Copy every one of the lines below without changing anything.
>> begin Material
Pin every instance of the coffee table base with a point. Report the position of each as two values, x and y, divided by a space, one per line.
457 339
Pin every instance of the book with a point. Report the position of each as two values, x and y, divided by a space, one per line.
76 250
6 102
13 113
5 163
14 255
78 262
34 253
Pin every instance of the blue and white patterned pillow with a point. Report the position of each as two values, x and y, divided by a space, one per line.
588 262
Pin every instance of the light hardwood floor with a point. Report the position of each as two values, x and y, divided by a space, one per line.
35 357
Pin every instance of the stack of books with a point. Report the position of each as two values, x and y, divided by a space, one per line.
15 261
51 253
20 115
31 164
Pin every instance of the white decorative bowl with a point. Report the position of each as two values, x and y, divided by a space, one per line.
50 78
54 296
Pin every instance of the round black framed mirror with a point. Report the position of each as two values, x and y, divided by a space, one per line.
>> end Material
### Answer for this exercise
Pin every instance of the coffee table base with a point. Report the position of each as two values, x and y, divided by a space, one per line.
457 339
Pin every instance of the book with a point. Report the position of each as two values, x and y, divided by a space, one per line.
76 250
6 102
13 113
5 163
14 255
78 262
34 253
Pin every instance of the blue and white patterned pillow with a point. Report the position of each as two values, x and y, divided by a space, one per line.
588 262
Pin every instance of the light hardwood floor with a point. Report the position of each as two values, x and y, divided by a space, one per line.
35 357
Pin every instance of the stack of books with a point. Report the position of each as two values, x and y, divided by a space, one per line.
15 261
51 253
20 115
31 164
Pin every instance of the white decorative bowl with a point. Report the position of each as two values, x and y, divided by a space, one per line.
50 78
54 296
Pin every instance of the round black framed mirror with a point. Report the position of each as two values, x and y, divided by a space, one per line.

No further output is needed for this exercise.